■ Dataset records:
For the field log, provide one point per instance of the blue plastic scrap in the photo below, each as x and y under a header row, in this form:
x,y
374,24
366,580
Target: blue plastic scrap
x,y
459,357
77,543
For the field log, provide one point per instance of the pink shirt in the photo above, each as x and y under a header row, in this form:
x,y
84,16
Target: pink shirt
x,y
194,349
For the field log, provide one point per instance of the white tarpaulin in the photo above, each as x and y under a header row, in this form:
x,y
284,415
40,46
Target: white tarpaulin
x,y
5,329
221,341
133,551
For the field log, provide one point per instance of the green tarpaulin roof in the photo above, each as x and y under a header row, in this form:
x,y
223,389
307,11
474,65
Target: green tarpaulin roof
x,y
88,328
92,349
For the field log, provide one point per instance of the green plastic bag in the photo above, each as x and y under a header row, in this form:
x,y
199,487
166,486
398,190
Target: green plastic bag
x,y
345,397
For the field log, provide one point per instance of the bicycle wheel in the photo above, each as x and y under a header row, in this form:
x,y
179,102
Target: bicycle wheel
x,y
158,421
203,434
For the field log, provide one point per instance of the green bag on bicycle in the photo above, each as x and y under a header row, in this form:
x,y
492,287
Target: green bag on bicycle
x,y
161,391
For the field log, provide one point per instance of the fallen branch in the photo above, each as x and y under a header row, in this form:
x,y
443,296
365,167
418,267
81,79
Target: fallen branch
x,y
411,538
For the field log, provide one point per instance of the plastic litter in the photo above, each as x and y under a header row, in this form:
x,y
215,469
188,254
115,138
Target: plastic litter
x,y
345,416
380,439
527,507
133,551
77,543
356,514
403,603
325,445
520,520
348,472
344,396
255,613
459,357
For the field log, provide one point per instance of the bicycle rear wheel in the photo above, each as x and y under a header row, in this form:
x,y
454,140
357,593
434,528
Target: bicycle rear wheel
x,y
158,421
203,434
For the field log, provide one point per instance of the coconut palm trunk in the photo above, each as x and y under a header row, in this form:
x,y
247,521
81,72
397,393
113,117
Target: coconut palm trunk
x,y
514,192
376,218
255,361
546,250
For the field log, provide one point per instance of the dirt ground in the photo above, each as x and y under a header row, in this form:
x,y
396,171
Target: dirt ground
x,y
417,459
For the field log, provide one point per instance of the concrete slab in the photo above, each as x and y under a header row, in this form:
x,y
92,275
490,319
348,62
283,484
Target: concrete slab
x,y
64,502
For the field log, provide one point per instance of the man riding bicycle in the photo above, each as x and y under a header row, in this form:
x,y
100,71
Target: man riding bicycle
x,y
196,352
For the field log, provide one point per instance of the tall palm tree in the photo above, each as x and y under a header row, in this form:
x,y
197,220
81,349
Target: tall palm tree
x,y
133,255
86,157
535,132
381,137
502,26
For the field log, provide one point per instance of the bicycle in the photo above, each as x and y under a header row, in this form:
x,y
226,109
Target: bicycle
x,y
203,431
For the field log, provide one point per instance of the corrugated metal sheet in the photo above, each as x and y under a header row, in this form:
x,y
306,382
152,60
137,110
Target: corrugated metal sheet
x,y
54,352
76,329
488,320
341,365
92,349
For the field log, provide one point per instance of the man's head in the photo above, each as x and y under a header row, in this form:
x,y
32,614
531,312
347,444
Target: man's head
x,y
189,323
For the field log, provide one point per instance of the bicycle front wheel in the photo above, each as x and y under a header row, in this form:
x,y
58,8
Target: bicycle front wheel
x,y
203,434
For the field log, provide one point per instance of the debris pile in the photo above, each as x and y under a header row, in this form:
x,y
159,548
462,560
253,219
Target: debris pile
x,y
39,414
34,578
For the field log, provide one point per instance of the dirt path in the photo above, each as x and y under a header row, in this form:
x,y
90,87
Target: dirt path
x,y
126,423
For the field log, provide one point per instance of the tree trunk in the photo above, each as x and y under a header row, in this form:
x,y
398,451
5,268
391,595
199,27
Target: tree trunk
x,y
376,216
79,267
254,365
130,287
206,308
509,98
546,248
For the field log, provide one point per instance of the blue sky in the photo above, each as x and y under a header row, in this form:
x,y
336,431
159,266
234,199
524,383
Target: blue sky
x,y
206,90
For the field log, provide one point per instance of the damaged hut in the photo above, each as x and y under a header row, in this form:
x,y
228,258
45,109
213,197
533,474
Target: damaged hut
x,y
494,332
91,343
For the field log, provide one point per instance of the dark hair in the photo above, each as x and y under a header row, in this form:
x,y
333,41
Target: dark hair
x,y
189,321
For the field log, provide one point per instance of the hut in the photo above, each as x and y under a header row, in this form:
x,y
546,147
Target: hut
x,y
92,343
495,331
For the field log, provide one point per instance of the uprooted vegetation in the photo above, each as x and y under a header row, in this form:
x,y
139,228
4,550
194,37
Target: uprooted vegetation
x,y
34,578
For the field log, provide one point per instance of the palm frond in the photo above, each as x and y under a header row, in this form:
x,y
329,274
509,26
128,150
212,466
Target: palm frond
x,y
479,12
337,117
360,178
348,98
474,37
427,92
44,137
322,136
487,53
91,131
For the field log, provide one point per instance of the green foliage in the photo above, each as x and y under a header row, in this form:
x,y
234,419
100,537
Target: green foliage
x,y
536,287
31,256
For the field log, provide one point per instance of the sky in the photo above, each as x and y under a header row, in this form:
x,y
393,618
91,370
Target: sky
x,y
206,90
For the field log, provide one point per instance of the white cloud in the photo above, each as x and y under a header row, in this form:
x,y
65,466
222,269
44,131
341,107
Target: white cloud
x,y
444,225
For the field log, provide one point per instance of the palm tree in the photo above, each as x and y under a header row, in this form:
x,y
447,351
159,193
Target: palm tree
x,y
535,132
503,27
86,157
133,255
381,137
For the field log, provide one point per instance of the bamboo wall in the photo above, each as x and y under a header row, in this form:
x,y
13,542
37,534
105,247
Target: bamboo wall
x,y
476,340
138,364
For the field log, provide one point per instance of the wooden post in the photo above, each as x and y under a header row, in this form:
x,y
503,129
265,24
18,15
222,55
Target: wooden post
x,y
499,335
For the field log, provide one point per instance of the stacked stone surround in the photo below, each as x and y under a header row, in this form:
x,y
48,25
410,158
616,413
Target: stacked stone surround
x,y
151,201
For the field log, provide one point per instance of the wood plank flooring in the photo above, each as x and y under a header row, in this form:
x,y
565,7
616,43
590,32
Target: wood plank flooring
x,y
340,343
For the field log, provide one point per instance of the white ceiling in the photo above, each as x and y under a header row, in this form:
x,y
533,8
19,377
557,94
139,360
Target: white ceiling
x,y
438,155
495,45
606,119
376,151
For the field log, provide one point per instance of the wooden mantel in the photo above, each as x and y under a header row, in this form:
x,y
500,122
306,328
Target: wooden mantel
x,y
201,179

■ Task requirements:
Each entry must be output exactly as it was written.

■ Solution to this exercise:
For the field log, provide one point per instance of the blue plastic scrap in the photo below, each as x and y under a header row, in this form:
x,y
374,24
366,580
Target: blue plastic scrap
x,y
459,357
77,543
For the field log, provide one point per instance of the pink shirt in the photo above, each as x and y under a header row, in this form:
x,y
84,16
Target: pink shirt
x,y
194,349
For the field log, provide one point per instance of the white tarpaulin in the photo above, each as x and y under a header row, in this form:
x,y
284,415
40,46
Target: white tarpaulin
x,y
5,329
221,341
133,551
For the field log, provide one point per instance of the green tarpaulin roof in the photo above, each as x and y under a header row, in this form:
x,y
223,389
307,11
474,65
Target: green tarpaulin roof
x,y
88,328
92,349
For the field log, provide one point per instance of the green plastic bag in the photo above, each as x and y under a header row, in this form:
x,y
199,487
166,486
398,190
Target: green plastic bag
x,y
345,397
For the field log, provide one point per instance of the bicycle wheel in the photo above, each as x and y under a header row, in this form:
x,y
179,102
Target: bicycle wheel
x,y
158,421
203,434
For the field log, provide one point per instance of the green bag on bicycle in the photo above, each as x and y under a header row, in this form:
x,y
492,287
Target: green bag on bicycle
x,y
161,391
For the field log, provide one point per instance of the fallen branch in the photo above, each as x and y under a header row, in this form:
x,y
443,296
365,167
418,267
81,79
Target: fallen branch
x,y
411,538
For the field log, provide one point per instance of the plastic litter in the photo above, each as x and y under a header row, in this form:
x,y
215,469
188,254
115,138
Target: plastic litter
x,y
345,416
380,439
527,507
133,551
77,543
356,514
403,603
325,445
520,520
348,472
344,396
255,613
459,357
For the field log, provide one point per instance of the bicycle rear wheel in the photo above, each as x and y under a header row, in this form:
x,y
454,140
357,593
434,528
Target: bicycle rear wheel
x,y
158,421
203,434
For the field log, provide one point per instance of the coconut palm trunk in the photo above, each as x and y under a header row, in this form:
x,y
247,521
81,72
397,393
113,117
Target: coconut palm trunk
x,y
514,192
376,218
255,361
546,250
For the field log, provide one point per instance of the dirt ground in the photo above, each as x and y under a header row, in this form:
x,y
396,171
Target: dirt ground
x,y
417,459
For the field log, provide one point per instance of the concrete slab in the photo above, each as x and y under a header row, in this form:
x,y
92,275
490,319
348,62
283,484
Target: concrete slab
x,y
64,502
For the field log, provide one point per instance of the man riding bicycle in the photo above, each as x and y under a header row, in this form:
x,y
100,71
Target: man riding bicycle
x,y
196,352
For the field log, provide one point per instance of the tall palm tree in the photo above, each as x and y under a header row, in this form:
x,y
197,220
81,349
Target: tall palm tree
x,y
133,255
86,157
535,132
381,137
502,26
For the field log, provide one point per instance of the bicycle in the photo above, each as x and y under a header row, in this form:
x,y
226,109
Target: bicycle
x,y
203,431
For the field log, provide one point per instance of the corrugated metal sheet in the photo above, each as x and y under a header row, in this form:
x,y
306,382
152,60
137,110
Target: corrugated metal sheet
x,y
54,352
76,329
488,320
341,365
92,349
For the field log, provide one point per instance of the man's head in the photo above, each as x and y under a header row, in this form:
x,y
32,614
531,312
347,444
Target: man's head
x,y
189,323
For the field log, provide one point per instance of the bicycle front wheel in the photo above, each as x and y under a header row, in this form:
x,y
58,8
Target: bicycle front wheel
x,y
203,434
For the field log, provide one point per instance of the debris pile in the photo above, each as x and y under a header row, in this form:
x,y
159,548
462,560
253,219
Target: debris pile
x,y
39,414
34,578
For the field log, provide one point per instance of the dirt path in the photo above, each as x and y under a header row, in this form:
x,y
90,87
Target: dirt path
x,y
126,423
For the field log, provide one point per instance of the tree trunk in the photo above, each as x and y under a header row, in this form:
x,y
398,451
5,268
391,595
199,27
Target: tree trunk
x,y
376,216
79,267
254,365
130,287
206,308
509,98
546,248
For the field log, provide one point per instance of the blue sky in the photo above, each as x and y under a header row, in this form:
x,y
336,431
159,266
234,199
524,383
Target: blue sky
x,y
206,90
For the field log, provide one point per instance of the damaged hut in the photo above, each as x and y under a header row, in this form:
x,y
228,258
45,109
213,197
533,474
Target: damaged hut
x,y
494,332
91,343
For the field log, provide one point per instance of the dark hair in the photo above, each as x and y under a header row, in this form:
x,y
333,41
Target: dark hair
x,y
189,321
For the field log, provide one point per instance of the hut in the photo above, each as x and y under a header row, in this form:
x,y
546,147
Target: hut
x,y
92,343
495,331
For the field log, provide one point per instance of the uprooted vegetation in the photo above, each as x and y under a header row, in this form:
x,y
139,228
4,550
194,37
Target: uprooted vegetation
x,y
34,578
For the field log, provide one point per instance of the palm frond in the photo above, each as x and y under a header row, in this form:
x,y
329,274
509,26
128,150
212,466
Target: palm frond
x,y
479,12
337,117
360,178
348,98
474,37
427,92
44,137
322,136
487,53
91,131
For the field log, provide one point per instance of the green foliage in the photo above, each as x and y under a header row, in this form:
x,y
234,419
100,537
Target: green foliage
x,y
536,287
31,256
For the field log, provide one point per instance of the sky in the photo above, each as x and y under a header row, in this form:
x,y
393,618
91,370
Target: sky
x,y
206,90
For the field log, provide one point per instance of the white cloud in the photo above, each as x and y under a header row, in this form:
x,y
65,466
222,269
44,131
341,107
Target: white cloud
x,y
444,225
For the field log, provide one point per instance of the palm tree in the photo above, each as x and y under a header row, in this form:
x,y
447,351
159,193
Target: palm tree
x,y
535,132
503,27
86,157
133,255
381,137
For the field log, provide one point per instance of the bamboo wall in the photo above, each as x and y under a header row, in this form:
x,y
13,542
37,534
105,247
Target: bamboo wall
x,y
476,340
138,364
For the field log, provide one point per instance of the wooden post in the photo above, each as x and y under a header row, in this form:
x,y
503,129
265,24
18,15
222,55
Target: wooden post
x,y
499,335
For the field log, provide one point per instance of the stacked stone surround in the photo below, each as x and y under a header row, in this form:
x,y
48,25
410,158
616,413
Target: stacked stone surround
x,y
151,201
For the field log, provide one point per instance of the wood plank flooring in the photo above, each as x and y under a header row, in this form:
x,y
565,7
616,43
590,32
Target: wood plank flooring
x,y
340,343
For the field log, provide one point per instance of the white ceiling in the photo above, each as x and y under a header row, in this form:
x,y
533,8
19,377
557,94
139,360
Target: white ceiling
x,y
438,155
495,45
606,119
376,151
For the field log, provide one point per instance of the wooden mantel in the photo above, each as x and y under a header row, in this form:
x,y
500,122
306,328
Target: wooden mantel
x,y
201,179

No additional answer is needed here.